▸ EXERCISE INSTRUCTIONS:
Reproduce the entries. Each one must match the original exactly.

[Stored items]
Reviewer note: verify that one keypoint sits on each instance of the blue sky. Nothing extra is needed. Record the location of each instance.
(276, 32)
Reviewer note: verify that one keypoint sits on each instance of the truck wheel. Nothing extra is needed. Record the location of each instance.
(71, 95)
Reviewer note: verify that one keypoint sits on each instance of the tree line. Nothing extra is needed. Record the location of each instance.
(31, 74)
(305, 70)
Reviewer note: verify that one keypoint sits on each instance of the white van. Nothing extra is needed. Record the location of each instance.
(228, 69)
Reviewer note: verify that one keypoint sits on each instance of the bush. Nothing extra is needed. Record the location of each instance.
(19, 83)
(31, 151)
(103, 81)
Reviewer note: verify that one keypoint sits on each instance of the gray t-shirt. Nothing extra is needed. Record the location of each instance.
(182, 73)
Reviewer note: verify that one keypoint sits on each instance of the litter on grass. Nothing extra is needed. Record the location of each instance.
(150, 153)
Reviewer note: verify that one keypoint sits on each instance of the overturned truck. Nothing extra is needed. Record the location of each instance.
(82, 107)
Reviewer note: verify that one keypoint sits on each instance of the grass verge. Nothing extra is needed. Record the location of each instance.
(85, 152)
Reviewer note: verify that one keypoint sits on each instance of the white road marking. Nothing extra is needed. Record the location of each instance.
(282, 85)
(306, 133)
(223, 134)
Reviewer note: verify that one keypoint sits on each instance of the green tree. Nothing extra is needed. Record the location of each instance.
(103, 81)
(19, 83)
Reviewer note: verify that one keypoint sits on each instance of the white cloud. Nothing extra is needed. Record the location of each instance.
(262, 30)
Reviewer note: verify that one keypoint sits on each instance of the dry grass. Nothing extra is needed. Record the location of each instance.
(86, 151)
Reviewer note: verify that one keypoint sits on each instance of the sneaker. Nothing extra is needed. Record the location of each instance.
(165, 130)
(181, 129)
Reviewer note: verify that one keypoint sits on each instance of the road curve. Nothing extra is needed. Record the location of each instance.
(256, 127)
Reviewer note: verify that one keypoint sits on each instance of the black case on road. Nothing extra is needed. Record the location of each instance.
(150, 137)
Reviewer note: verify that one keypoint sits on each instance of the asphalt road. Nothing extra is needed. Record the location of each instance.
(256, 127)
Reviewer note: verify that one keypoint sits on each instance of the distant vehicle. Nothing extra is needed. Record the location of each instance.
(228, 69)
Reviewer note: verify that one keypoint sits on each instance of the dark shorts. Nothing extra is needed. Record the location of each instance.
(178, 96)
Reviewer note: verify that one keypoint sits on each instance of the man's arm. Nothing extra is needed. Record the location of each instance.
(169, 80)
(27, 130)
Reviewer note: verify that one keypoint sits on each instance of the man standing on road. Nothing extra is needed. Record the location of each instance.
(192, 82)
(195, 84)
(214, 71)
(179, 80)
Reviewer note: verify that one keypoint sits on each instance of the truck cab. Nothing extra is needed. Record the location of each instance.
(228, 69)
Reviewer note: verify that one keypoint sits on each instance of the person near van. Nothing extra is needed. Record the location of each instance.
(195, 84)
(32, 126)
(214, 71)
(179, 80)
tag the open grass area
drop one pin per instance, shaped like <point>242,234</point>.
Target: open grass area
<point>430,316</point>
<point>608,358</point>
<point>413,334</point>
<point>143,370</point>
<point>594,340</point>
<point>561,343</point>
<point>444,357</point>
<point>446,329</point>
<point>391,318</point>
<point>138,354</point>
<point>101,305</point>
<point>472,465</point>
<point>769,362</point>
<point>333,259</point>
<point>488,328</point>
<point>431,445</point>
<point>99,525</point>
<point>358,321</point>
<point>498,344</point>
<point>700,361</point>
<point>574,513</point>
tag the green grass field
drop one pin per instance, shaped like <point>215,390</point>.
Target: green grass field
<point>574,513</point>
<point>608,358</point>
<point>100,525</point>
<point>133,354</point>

▸ RESPONSE TO THIS EXERCISE:
Reviewer note: verify that one keypoint sits on each instance of the blue sky. Nothing extra is needed. Record the location of each instance.
(276, 32)
Reviewer note: verify that one keypoint sits on each instance of the truck wheel. Nothing extra is needed. Record the location of each instance.
(71, 95)
Reviewer note: verify that one keypoint sits on each instance of the tree line. Nothing extra is needed. Record the location of each instance.
(31, 74)
(305, 70)
Reviewer note: verify that one keypoint sits on each instance of the white van. Nothing extra is needed. Record the location of each instance.
(228, 69)
Reviewer note: verify that one keypoint sits on each instance of the bush. Nothing extra is needed. Record the location of each instance.
(19, 83)
(31, 151)
(103, 81)
Reviewer note: verify that one keypoint sits on each instance of the gray t-shirt. Nothing extra is needed. Record the location of each instance.
(182, 73)
Reviewer note: verify that one keypoint sits on each instance of the litter on grass. Nothing extra is needed. Record the location of each instance.
(150, 153)
Reviewer note: verify that one keypoint sits on each instance of the overturned truck. Nothing extra is needed. Record the location of each instance.
(82, 107)
Reviewer note: verify that one keypoint sits on each instance of the grass verge. Nothing extra is needed. Record the location of each instance.
(85, 152)
Reviewer note: verify that one keypoint sits on each instance of the white road marking. Nothing extra is needed. Record the location of each instance.
(282, 85)
(306, 133)
(223, 134)
Reviewer note: verify that one keypoint sits on each instance of the green tree. Nothing extra is needed. Record the location of each instance.
(103, 81)
(19, 83)
Reviewer note: verify that one keypoint sits on each instance of the white cloud. Nothing extra is needed. Record the location of each instance.
(262, 30)
Reviewer note: verify that one keypoint sits on each instance of the dry grass. Nothing extra is needed. Record the location of each instance.
(86, 151)
Reviewer note: verify that one keypoint sits on each instance of the sneaker. Nothing extra is needed. Record the location of each instance.
(165, 130)
(181, 129)
Reviewer note: verify that one keypoint sits on each instance of the road curve. Nothing extra is needed. Record the location of each instance.
(256, 127)
Reviewer note: verify that one keypoint sits on each instance of the black case on road. Nothing extra is needed. Record the location of each instance.
(150, 137)
Reviewer note: verify that one keypoint sits on each instance of the asphalt road. Nothing extra is needed. Record the location of each instance.
(256, 127)
Reviewer note: verify that one keypoint sits on each instance of the distant vehicle. Nothing extra is needed. Record the location of each instance.
(228, 69)
Reviewer note: verify that one keypoint sits on each instance of the dark shorts. Nothing extra is needed. Record the location of each instance.
(178, 96)
Reviewer note: verify that one keypoint sits on each instance of the man's arm. Nothing extra is needed. Record the location of each instance.
(169, 80)
(27, 130)
Reviewer note: verify that one keypoint sits on each instance of the man standing on road. Nothing extra is needed. Record the location of each instance.
(192, 82)
(195, 84)
(214, 71)
(179, 80)
Reviewer note: verify that one keypoint sits on each instance of the truck cab. Nothing extra is needed. Record the location of each instance.
(228, 69)
Reviewer note: verify that one keypoint sits on each instance of the person near van. Nothing extra is needed. Record the location of each instance.
(195, 84)
(32, 126)
(214, 71)
(179, 80)
tag the open grass area
drop one pin per instance, shaped like <point>242,234</point>.
Target: open grass area
<point>430,316</point>
<point>608,358</point>
<point>413,334</point>
<point>143,370</point>
<point>594,340</point>
<point>561,343</point>
<point>444,357</point>
<point>446,329</point>
<point>391,318</point>
<point>138,354</point>
<point>101,305</point>
<point>472,465</point>
<point>769,362</point>
<point>333,259</point>
<point>488,328</point>
<point>431,445</point>
<point>99,525</point>
<point>358,321</point>
<point>498,344</point>
<point>700,361</point>
<point>574,513</point>
tag the green grass field
drop one pin per instance, shaped like <point>215,390</point>.
Target: green grass field
<point>574,513</point>
<point>608,358</point>
<point>100,525</point>
<point>133,354</point>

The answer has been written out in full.